[Saved data entries]
------------------------------------------------------------

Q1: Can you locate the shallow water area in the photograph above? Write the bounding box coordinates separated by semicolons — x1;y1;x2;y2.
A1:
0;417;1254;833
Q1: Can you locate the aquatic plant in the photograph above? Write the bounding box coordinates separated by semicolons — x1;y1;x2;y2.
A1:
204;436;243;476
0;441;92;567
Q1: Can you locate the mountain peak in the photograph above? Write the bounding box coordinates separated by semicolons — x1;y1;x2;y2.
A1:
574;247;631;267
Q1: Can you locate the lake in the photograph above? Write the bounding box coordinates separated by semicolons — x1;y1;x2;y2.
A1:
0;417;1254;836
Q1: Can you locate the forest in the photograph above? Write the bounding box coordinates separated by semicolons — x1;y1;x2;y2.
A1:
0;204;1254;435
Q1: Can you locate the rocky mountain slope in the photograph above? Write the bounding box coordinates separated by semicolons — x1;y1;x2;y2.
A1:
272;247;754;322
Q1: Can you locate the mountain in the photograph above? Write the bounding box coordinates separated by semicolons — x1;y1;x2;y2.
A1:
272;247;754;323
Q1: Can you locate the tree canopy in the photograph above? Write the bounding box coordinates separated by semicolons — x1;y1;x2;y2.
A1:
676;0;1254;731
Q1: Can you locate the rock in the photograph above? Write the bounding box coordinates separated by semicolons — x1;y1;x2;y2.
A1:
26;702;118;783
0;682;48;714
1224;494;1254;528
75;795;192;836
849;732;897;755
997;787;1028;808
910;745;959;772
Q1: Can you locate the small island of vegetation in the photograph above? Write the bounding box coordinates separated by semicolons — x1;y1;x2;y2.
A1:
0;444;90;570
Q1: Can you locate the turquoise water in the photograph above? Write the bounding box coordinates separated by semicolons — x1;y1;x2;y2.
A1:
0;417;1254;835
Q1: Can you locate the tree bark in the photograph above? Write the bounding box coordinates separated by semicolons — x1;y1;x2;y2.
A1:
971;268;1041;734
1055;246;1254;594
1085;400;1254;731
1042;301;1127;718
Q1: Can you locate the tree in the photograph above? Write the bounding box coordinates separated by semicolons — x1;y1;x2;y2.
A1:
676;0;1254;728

------------------------------------------------------------

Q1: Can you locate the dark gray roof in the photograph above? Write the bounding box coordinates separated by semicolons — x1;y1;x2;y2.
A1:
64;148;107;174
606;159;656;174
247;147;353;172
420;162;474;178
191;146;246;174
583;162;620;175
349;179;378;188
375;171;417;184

------------------------------------------------------------

## EXERCISE OBJECTIVE:
Can you copy out every line of the entries, starting at the line containing "Q1: Can you locate the tree bark" and ending at the line containing "676;0;1254;728", with each bounding box coordinate value multiplied by 1.95 and rounded to a whole number (halves rounded up), and all other text left unchanged?

## SOLUTION:
Q1: Can you locate the tree bark in the photograph above? Write the bounding box coordinates separated by semicolons — x1;y1;x2;y2.
A1:
1893;523;2030;1431
2057;480;2445;1158
2116;780;2445;1425
2032;587;2198;1400
Q1: Can you locate the tree in the photograph above? Write the bounding box coordinates separated by semicolons — x1;y1;x2;y2.
A1:
1318;0;2445;1420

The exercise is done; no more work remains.